List each line of the items below that contains the string "stack", with uppercase and lowercase treated as different.

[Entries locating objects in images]
· · · · ·

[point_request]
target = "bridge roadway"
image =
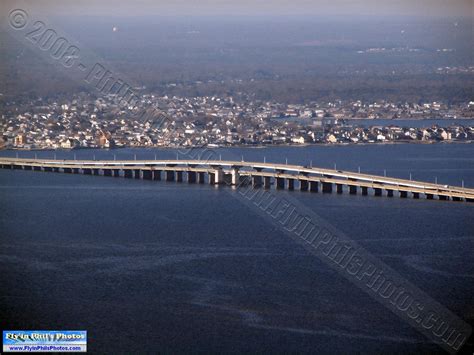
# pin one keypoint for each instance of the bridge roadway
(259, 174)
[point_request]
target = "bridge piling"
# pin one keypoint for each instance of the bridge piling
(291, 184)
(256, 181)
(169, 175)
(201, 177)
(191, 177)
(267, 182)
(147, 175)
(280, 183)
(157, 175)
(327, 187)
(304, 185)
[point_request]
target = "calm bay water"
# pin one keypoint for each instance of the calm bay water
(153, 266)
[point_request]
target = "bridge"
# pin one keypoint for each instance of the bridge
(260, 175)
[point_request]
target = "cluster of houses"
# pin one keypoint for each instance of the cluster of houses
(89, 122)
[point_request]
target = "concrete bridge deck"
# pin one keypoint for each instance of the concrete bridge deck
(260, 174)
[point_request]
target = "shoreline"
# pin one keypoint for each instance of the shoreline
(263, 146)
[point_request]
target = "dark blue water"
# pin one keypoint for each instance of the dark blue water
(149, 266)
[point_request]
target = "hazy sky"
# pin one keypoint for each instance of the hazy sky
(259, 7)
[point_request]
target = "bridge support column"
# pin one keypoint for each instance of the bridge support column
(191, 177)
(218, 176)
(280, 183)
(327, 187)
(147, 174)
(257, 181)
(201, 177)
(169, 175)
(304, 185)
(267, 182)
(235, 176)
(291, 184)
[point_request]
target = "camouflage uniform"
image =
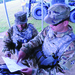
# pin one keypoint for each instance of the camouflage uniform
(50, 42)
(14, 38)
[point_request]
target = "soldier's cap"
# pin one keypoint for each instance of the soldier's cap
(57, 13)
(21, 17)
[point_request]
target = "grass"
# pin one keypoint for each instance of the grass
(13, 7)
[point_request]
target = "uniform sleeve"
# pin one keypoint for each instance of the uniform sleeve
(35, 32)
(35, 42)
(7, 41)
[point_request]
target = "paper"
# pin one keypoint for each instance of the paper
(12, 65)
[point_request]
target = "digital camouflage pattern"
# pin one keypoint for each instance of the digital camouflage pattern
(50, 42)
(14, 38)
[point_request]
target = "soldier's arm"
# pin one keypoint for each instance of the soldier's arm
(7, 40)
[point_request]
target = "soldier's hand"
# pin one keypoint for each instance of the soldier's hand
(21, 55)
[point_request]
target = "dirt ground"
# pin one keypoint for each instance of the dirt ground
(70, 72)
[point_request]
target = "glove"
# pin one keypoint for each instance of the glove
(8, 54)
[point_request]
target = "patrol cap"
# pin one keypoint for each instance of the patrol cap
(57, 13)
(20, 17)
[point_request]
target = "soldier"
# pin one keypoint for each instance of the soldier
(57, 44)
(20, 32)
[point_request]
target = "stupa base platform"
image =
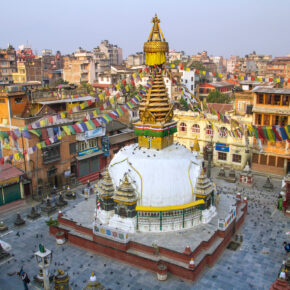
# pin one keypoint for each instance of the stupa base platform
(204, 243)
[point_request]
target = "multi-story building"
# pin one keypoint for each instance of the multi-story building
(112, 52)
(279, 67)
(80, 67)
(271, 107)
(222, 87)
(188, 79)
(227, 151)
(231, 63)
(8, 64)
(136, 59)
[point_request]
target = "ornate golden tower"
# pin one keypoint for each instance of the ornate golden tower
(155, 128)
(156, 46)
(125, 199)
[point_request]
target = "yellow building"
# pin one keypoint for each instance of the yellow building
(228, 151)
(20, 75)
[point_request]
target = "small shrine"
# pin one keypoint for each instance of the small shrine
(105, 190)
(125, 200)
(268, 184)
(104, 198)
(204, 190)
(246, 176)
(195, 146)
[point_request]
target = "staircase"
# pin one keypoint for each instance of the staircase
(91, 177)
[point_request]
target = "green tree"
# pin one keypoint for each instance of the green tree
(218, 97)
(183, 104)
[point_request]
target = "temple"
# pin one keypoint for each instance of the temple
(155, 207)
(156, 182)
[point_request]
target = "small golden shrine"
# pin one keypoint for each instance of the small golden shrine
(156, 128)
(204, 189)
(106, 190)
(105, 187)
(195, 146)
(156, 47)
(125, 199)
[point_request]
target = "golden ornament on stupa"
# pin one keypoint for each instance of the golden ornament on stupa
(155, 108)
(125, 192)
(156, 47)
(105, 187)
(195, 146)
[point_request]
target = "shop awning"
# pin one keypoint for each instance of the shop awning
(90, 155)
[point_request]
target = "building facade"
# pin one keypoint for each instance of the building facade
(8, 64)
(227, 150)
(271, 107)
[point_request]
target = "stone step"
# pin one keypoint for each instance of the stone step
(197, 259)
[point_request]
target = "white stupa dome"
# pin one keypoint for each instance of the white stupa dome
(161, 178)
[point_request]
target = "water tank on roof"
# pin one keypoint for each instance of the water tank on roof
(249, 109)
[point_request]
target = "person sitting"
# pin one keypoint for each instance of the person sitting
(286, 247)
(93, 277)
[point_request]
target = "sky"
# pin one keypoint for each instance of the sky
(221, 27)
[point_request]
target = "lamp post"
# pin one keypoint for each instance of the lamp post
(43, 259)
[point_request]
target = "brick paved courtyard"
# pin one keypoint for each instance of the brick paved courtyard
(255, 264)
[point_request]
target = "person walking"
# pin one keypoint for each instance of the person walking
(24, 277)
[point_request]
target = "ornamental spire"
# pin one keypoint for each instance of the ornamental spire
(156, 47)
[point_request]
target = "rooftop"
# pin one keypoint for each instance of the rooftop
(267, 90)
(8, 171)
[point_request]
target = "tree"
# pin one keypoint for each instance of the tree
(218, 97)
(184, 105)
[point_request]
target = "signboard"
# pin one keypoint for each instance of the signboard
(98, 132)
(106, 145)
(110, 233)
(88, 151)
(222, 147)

· · · · ·

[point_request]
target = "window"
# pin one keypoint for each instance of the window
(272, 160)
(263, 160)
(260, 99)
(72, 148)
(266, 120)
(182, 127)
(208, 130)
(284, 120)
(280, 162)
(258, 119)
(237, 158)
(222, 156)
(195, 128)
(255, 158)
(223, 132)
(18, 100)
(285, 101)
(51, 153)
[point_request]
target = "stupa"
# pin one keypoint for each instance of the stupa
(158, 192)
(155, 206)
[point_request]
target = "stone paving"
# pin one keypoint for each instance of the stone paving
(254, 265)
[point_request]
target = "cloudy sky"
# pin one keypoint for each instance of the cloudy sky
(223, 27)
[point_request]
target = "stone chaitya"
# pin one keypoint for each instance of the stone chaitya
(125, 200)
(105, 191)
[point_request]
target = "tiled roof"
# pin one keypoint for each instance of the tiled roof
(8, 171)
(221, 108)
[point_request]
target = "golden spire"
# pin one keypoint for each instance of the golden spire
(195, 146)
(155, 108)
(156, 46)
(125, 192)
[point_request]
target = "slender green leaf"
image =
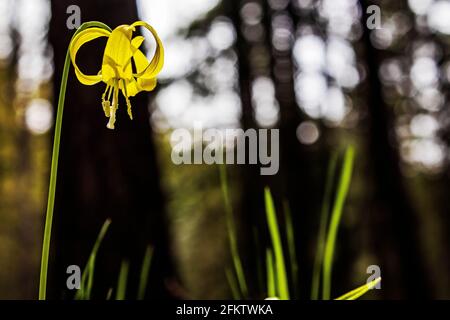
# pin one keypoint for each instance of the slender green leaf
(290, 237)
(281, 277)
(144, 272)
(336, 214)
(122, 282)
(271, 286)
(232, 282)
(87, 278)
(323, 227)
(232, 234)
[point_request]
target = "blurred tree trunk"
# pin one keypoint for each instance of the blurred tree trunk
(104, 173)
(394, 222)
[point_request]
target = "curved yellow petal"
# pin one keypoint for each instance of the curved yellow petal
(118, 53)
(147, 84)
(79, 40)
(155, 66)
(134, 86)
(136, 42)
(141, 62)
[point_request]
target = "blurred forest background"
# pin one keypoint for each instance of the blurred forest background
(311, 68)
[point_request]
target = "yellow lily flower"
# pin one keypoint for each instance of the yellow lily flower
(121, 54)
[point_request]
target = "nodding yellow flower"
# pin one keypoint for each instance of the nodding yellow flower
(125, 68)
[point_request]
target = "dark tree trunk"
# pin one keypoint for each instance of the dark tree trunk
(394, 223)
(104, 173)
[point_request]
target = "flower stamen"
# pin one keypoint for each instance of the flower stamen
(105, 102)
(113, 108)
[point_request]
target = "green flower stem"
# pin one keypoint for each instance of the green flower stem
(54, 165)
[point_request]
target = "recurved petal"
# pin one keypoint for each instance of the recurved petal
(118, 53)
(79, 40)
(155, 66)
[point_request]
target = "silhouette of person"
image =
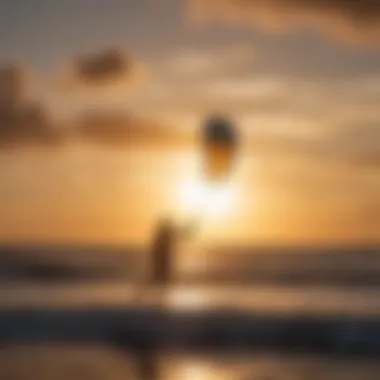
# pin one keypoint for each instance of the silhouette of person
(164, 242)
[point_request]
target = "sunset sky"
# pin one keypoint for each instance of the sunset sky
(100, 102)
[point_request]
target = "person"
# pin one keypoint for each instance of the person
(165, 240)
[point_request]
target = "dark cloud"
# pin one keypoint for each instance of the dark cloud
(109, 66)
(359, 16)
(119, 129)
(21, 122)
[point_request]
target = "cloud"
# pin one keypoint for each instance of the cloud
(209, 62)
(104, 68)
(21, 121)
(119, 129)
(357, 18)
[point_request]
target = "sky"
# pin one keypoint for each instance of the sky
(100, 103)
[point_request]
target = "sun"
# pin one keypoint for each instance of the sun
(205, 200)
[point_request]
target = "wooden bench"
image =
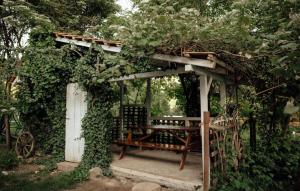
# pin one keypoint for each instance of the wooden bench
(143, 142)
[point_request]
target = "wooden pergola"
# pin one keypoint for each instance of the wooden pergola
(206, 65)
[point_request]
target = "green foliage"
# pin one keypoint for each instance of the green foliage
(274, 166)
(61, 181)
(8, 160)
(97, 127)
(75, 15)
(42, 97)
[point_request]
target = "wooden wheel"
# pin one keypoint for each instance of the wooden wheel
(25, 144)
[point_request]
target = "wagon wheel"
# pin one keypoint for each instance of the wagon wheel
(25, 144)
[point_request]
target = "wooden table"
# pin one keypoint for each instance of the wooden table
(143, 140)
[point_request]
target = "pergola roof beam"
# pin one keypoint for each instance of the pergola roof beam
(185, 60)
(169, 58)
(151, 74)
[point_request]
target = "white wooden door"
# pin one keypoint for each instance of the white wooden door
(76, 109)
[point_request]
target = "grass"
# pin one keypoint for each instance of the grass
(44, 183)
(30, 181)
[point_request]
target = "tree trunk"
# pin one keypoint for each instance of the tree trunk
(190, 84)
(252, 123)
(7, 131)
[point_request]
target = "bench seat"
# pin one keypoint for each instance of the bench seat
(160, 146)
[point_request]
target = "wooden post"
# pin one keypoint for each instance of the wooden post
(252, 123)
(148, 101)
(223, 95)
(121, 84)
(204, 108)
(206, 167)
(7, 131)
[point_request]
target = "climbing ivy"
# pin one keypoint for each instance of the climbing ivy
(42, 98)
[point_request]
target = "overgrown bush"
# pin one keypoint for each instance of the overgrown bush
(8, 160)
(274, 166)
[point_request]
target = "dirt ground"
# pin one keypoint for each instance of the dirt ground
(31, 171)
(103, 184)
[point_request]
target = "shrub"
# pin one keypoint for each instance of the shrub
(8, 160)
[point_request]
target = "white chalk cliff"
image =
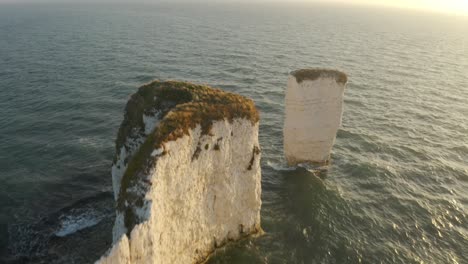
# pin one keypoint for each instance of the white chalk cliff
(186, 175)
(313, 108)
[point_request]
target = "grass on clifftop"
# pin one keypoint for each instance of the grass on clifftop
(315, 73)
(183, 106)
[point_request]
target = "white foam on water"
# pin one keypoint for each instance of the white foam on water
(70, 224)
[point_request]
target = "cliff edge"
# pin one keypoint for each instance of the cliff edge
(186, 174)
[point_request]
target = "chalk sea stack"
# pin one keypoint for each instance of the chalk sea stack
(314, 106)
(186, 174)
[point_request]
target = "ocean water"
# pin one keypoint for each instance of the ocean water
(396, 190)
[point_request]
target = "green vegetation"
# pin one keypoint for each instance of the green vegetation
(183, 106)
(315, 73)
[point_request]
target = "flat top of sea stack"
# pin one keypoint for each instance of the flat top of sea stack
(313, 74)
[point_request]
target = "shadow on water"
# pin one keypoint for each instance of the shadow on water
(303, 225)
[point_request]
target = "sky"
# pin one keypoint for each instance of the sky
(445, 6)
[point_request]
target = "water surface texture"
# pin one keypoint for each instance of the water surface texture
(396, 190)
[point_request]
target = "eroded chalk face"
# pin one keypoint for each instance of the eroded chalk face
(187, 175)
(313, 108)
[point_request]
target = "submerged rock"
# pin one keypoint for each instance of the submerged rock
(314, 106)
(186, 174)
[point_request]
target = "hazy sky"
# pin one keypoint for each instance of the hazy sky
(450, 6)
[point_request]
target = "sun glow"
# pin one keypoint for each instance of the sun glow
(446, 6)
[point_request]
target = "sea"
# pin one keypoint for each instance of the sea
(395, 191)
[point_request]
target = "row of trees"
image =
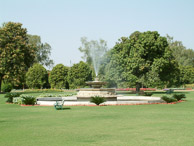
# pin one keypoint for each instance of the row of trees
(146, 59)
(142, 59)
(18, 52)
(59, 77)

· · · · ·

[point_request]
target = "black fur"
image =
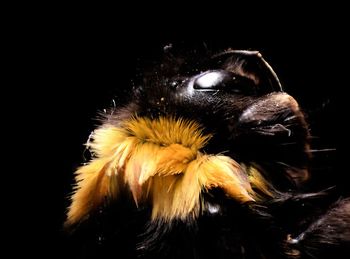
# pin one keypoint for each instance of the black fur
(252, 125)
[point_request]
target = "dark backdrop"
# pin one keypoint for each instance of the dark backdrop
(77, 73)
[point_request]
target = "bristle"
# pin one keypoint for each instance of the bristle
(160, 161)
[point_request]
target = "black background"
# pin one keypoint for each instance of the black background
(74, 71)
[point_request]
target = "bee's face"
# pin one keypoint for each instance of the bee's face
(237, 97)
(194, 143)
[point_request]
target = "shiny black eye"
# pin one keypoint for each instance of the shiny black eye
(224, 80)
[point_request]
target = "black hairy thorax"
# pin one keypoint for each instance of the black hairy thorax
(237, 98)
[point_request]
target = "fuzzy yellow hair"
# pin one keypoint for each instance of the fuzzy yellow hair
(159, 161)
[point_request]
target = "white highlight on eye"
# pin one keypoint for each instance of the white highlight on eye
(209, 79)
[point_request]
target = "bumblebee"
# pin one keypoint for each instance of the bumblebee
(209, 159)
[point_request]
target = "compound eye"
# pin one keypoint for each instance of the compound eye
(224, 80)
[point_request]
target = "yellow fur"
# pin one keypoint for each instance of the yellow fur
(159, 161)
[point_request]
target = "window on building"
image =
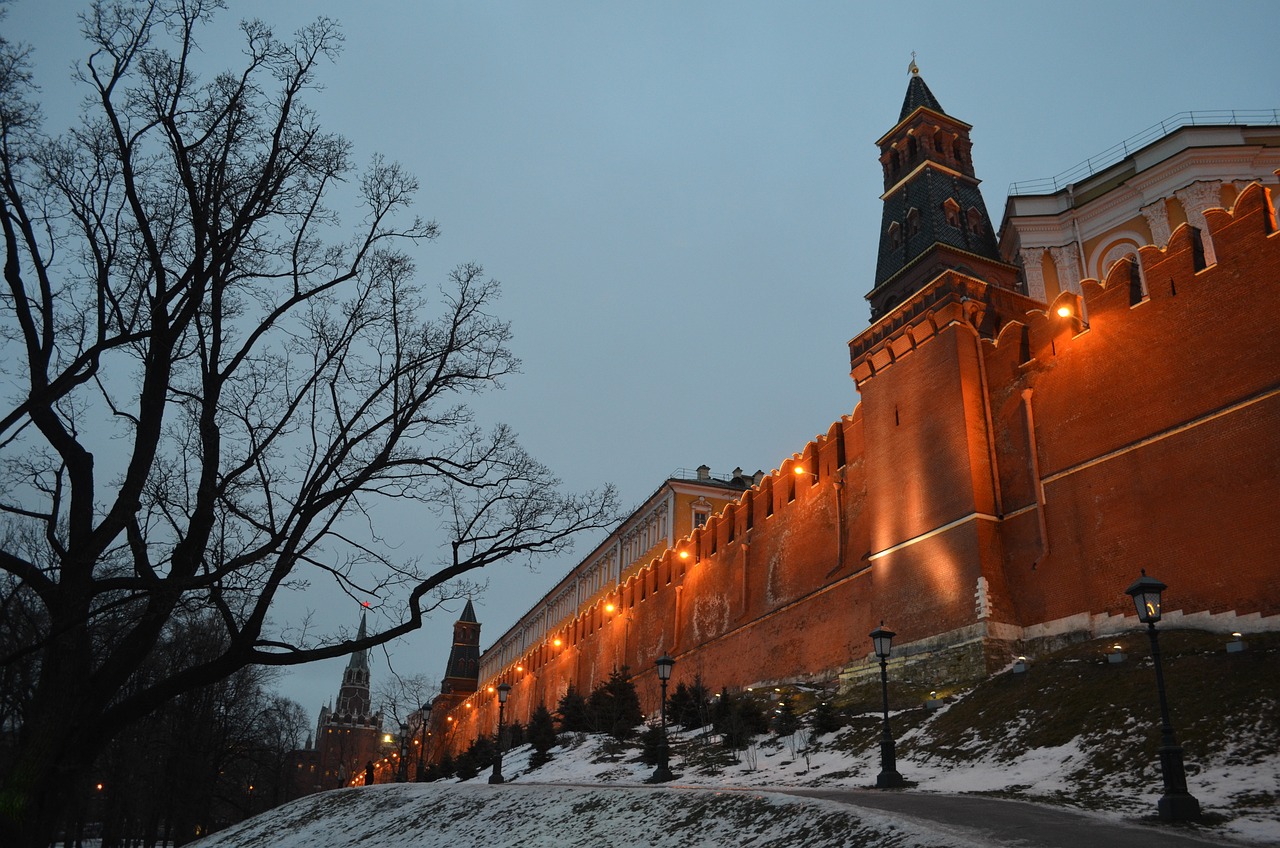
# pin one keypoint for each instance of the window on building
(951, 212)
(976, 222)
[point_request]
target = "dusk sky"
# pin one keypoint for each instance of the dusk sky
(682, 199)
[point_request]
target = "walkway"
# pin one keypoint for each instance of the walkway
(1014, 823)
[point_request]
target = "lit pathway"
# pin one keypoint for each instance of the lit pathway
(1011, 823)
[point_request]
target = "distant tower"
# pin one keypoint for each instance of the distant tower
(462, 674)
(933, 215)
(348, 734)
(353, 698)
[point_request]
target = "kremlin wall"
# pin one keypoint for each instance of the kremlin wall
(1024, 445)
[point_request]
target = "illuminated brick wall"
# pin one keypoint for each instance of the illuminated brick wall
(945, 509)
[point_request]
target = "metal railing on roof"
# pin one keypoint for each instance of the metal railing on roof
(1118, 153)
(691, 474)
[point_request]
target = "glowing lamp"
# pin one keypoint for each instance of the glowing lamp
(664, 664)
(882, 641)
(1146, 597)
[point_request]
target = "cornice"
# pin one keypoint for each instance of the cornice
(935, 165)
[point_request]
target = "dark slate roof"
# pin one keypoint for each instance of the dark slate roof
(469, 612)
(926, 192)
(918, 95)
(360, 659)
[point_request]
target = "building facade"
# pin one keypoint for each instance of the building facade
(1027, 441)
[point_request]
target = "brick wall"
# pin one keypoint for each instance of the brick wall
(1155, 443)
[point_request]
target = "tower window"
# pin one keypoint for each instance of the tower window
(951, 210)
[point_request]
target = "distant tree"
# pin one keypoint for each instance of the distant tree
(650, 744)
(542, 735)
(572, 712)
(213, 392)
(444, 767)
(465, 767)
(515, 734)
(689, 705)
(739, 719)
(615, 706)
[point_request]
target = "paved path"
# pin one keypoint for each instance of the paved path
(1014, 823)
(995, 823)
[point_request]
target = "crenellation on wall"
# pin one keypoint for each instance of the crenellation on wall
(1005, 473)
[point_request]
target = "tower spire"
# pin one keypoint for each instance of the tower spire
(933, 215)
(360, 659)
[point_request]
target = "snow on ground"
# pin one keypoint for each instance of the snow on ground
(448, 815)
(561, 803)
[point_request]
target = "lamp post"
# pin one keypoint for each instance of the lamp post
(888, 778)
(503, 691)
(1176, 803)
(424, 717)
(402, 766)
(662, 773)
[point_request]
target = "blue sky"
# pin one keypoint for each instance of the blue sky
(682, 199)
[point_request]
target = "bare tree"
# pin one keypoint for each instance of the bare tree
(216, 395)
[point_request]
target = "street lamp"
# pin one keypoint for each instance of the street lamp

· · · · ·

# Exercise answer:
target = "chalk sea stack"
# pin one keypoint for each instance of the chalk sea stack
target = "flat top of sea stack"
# pin one keypoint for each instance of the flat top of sea stack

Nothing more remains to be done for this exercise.